EXERCISE DATA |
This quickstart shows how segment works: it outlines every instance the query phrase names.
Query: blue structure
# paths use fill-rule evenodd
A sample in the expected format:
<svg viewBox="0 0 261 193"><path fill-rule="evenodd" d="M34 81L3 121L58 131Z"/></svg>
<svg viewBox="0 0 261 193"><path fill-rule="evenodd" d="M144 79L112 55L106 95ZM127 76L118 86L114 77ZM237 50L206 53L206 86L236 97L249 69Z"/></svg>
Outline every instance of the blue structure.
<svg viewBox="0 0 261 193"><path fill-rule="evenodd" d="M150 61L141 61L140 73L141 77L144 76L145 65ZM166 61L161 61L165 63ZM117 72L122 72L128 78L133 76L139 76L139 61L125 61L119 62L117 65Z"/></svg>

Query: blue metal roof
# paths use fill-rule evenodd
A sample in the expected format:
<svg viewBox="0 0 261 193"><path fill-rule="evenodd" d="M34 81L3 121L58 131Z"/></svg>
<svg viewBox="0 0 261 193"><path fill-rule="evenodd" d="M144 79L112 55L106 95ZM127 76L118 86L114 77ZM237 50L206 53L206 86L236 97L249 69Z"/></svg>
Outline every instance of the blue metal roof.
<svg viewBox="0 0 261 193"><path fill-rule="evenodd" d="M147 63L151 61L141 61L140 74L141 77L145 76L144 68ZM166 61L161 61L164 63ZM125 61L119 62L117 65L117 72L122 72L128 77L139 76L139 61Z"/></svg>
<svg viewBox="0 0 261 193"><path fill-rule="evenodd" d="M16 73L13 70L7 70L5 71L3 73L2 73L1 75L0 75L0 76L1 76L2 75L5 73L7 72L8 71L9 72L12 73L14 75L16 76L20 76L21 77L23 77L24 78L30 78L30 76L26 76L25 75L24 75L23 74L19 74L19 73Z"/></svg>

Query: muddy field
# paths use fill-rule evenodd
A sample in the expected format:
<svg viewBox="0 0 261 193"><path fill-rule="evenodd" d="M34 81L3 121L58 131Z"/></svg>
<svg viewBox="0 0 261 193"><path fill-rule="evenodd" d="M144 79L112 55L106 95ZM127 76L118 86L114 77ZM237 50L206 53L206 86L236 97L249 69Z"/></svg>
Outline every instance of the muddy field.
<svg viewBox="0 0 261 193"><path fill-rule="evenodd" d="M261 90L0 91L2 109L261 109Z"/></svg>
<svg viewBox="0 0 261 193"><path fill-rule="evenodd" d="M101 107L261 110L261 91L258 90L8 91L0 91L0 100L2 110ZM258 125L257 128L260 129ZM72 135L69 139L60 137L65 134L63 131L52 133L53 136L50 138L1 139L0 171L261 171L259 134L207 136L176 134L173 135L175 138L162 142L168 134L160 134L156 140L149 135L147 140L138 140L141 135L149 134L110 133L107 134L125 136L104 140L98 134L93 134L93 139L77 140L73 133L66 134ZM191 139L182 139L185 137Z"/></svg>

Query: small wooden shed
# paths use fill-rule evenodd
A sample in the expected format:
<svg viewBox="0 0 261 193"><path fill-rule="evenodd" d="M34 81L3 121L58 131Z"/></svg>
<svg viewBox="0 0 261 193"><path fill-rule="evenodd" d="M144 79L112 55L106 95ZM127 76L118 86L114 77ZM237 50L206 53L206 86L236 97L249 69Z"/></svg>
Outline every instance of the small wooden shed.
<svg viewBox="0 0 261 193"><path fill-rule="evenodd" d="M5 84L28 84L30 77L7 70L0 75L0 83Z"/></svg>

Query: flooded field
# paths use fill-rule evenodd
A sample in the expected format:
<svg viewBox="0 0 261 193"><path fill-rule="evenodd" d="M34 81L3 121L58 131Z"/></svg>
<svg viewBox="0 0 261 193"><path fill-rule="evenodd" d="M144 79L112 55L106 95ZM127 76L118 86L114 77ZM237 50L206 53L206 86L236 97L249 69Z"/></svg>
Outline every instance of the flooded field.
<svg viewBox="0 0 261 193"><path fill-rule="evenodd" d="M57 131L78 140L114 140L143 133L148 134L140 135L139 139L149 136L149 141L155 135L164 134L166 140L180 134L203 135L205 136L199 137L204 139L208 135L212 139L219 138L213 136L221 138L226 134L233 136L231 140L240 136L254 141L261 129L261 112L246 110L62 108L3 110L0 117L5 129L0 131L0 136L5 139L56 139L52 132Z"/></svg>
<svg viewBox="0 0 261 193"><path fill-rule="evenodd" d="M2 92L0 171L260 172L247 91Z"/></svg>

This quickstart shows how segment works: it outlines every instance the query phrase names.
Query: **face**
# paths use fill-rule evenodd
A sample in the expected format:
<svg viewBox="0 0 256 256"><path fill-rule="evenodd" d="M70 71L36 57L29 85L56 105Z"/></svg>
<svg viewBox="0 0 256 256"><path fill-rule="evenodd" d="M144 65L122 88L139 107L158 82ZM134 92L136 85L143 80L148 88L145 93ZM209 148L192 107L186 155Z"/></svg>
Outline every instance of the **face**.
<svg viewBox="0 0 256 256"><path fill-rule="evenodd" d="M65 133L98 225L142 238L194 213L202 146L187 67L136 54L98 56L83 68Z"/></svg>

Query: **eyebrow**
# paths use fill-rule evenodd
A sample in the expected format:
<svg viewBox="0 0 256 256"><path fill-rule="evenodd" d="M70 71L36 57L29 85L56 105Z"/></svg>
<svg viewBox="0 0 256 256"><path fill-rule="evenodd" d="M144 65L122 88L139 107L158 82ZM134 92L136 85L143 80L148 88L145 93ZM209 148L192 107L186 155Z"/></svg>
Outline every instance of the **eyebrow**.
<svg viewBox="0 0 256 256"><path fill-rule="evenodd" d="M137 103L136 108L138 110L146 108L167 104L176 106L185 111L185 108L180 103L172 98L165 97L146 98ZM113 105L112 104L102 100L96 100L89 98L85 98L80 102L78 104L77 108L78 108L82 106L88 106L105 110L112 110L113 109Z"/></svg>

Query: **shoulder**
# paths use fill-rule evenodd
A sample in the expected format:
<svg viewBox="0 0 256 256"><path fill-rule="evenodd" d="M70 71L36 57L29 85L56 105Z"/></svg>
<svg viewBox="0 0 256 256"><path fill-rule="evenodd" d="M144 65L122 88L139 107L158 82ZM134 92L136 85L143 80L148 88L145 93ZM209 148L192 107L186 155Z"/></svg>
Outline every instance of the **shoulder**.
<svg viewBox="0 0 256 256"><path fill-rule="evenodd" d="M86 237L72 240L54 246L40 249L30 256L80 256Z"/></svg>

WRITTEN PROBLEM |
Recast the listing above as a two-column CSV with the headers query_text and svg_answer. Put each text and its answer on one row, each value in a single quoted field with line breaks replaced by spaces.

REPLY TO THE EXERCISE |
query_text,svg_answer
"This quickstart shows how segment works: it outlines every instance the query phrase names. Query: blue structure # paths use fill-rule evenodd A sample in the expected format: <svg viewBox=""0 0 261 193""><path fill-rule=""evenodd"" d=""M34 81L3 121L58 131Z""/></svg> <svg viewBox=""0 0 261 193""><path fill-rule=""evenodd"" d=""M144 79L112 55L106 95ZM127 76L118 86L114 77ZM237 50L206 53L206 86L236 97L249 69Z""/></svg> Outline every instance of the blue structure.","<svg viewBox=""0 0 261 193""><path fill-rule=""evenodd"" d=""M150 61L141 61L140 73L141 77L144 76L145 65ZM166 61L161 61L165 63ZM117 72L122 72L128 78L133 76L139 76L139 61L125 61L119 62L117 65Z""/></svg>"
"Query: blue metal roof # paths use fill-rule evenodd A sample in the expected format: <svg viewBox=""0 0 261 193""><path fill-rule=""evenodd"" d=""M34 81L3 121L58 131Z""/></svg> <svg viewBox=""0 0 261 193""><path fill-rule=""evenodd"" d=""M144 79L112 55L106 95ZM127 76L118 86L114 77ZM237 50L206 53L206 86L236 97L249 69Z""/></svg> Outline every instance of the blue metal roof.","<svg viewBox=""0 0 261 193""><path fill-rule=""evenodd"" d=""M147 63L151 61L141 61L140 74L141 77L145 76L144 68ZM166 61L161 61L164 63ZM125 61L119 62L117 65L117 72L122 72L128 77L139 76L139 61Z""/></svg> <svg viewBox=""0 0 261 193""><path fill-rule=""evenodd"" d=""M16 73L13 70L7 70L5 71L3 73L2 73L1 75L0 75L0 76L1 76L2 75L5 73L7 72L8 71L9 72L12 73L14 75L16 76L20 76L21 77L23 77L24 78L30 78L30 76L26 76L25 75L24 75L23 74L19 74L19 73Z""/></svg>"
"Query: muddy field # paths use fill-rule evenodd A sample in the expected format: <svg viewBox=""0 0 261 193""><path fill-rule=""evenodd"" d=""M34 81L3 121L58 131Z""/></svg> <svg viewBox=""0 0 261 193""><path fill-rule=""evenodd"" d=""M144 79L112 55L106 95ZM127 76L118 86L114 77ZM237 50L206 53L206 86L236 97L249 69Z""/></svg> Outline every instance of the muddy field.","<svg viewBox=""0 0 261 193""><path fill-rule=""evenodd"" d=""M261 90L0 91L2 109L261 109Z""/></svg> <svg viewBox=""0 0 261 193""><path fill-rule=""evenodd"" d=""M101 107L261 110L261 91L258 90L8 91L0 91L0 100L2 110ZM258 125L257 128L260 129ZM72 135L69 139L60 137L65 134L63 131L52 133L53 136L50 138L1 139L0 171L261 171L259 134L207 136L176 134L173 135L175 138L162 142L168 134L160 134L156 140L149 135L147 140L138 140L141 135L149 134L110 133L107 134L125 136L104 140L98 134L93 134L93 139L77 140L73 133L66 134ZM191 139L182 139L185 137Z""/></svg>"
"Query: small wooden shed # paths use fill-rule evenodd A sample in the expected format: <svg viewBox=""0 0 261 193""><path fill-rule=""evenodd"" d=""M34 81L3 121L58 131Z""/></svg> <svg viewBox=""0 0 261 193""><path fill-rule=""evenodd"" d=""M144 79L112 55L106 95ZM127 76L118 86L114 77ZM237 50L206 53L206 86L236 97L249 69Z""/></svg> Outline every instance of the small wooden shed.","<svg viewBox=""0 0 261 193""><path fill-rule=""evenodd"" d=""M5 84L28 84L30 77L7 70L0 75L0 83Z""/></svg>"
"Query: flooded field # paths use fill-rule evenodd A sample in the expected format: <svg viewBox=""0 0 261 193""><path fill-rule=""evenodd"" d=""M34 81L3 121L58 131Z""/></svg> <svg viewBox=""0 0 261 193""><path fill-rule=""evenodd"" d=""M144 79L112 55L106 95ZM127 76L118 86L114 77ZM237 50L206 53L206 86L236 97L249 69Z""/></svg> Outline every instance of the flooded field.","<svg viewBox=""0 0 261 193""><path fill-rule=""evenodd"" d=""M57 131L78 140L114 140L143 133L148 134L140 135L139 139L149 136L149 141L155 135L164 134L166 140L180 134L203 135L205 136L199 137L204 139L208 135L212 139L219 138L213 136L221 138L226 134L233 136L231 140L240 136L254 141L261 129L261 112L246 110L62 108L3 110L0 117L5 129L0 131L0 136L5 139L56 139L52 132Z""/></svg> <svg viewBox=""0 0 261 193""><path fill-rule=""evenodd"" d=""M2 92L0 171L260 172L247 91Z""/></svg>"
"This quickstart shows how segment works: it outlines every instance the query phrase names. Query: **face** # paths use fill-rule evenodd A sample in the expected format: <svg viewBox=""0 0 256 256""><path fill-rule=""evenodd"" d=""M70 71L36 57L29 85L56 105Z""/></svg> <svg viewBox=""0 0 256 256""><path fill-rule=""evenodd"" d=""M144 65L122 88L139 107L158 82ZM134 92L136 85L143 80L148 88L145 93ZM209 148L192 107L186 155Z""/></svg> Outline every instance of the **face**.","<svg viewBox=""0 0 256 256""><path fill-rule=""evenodd"" d=""M65 133L98 225L142 238L194 213L202 146L187 67L136 54L98 56L83 68Z""/></svg>"
"Query: **eyebrow** # paths use fill-rule evenodd A sample in the expected format: <svg viewBox=""0 0 256 256""><path fill-rule=""evenodd"" d=""M70 71L36 57L29 85L56 105Z""/></svg> <svg viewBox=""0 0 256 256""><path fill-rule=""evenodd"" d=""M144 65L122 88L139 107L158 82ZM134 92L136 85L143 80L148 88L145 93ZM209 148L192 107L186 155Z""/></svg> Outline every instance of the **eyebrow**.","<svg viewBox=""0 0 256 256""><path fill-rule=""evenodd"" d=""M137 103L136 108L138 110L146 108L167 104L176 106L185 111L185 108L180 103L172 98L165 97L146 98ZM113 105L112 104L102 100L96 100L89 98L85 98L80 102L78 104L77 108L78 108L82 106L88 106L105 110L112 110L113 109Z""/></svg>"
"Query: **shoulder** # paths use fill-rule evenodd A sample in the expected format: <svg viewBox=""0 0 256 256""><path fill-rule=""evenodd"" d=""M70 71L36 57L29 85L56 105Z""/></svg> <svg viewBox=""0 0 256 256""><path fill-rule=""evenodd"" d=""M144 65L122 88L139 107L158 82ZM134 92L136 85L143 80L148 88L145 93ZM209 148L192 107L186 155Z""/></svg> Outline every instance of the **shoulder**.","<svg viewBox=""0 0 256 256""><path fill-rule=""evenodd"" d=""M86 237L72 240L54 246L40 249L30 256L80 256Z""/></svg>"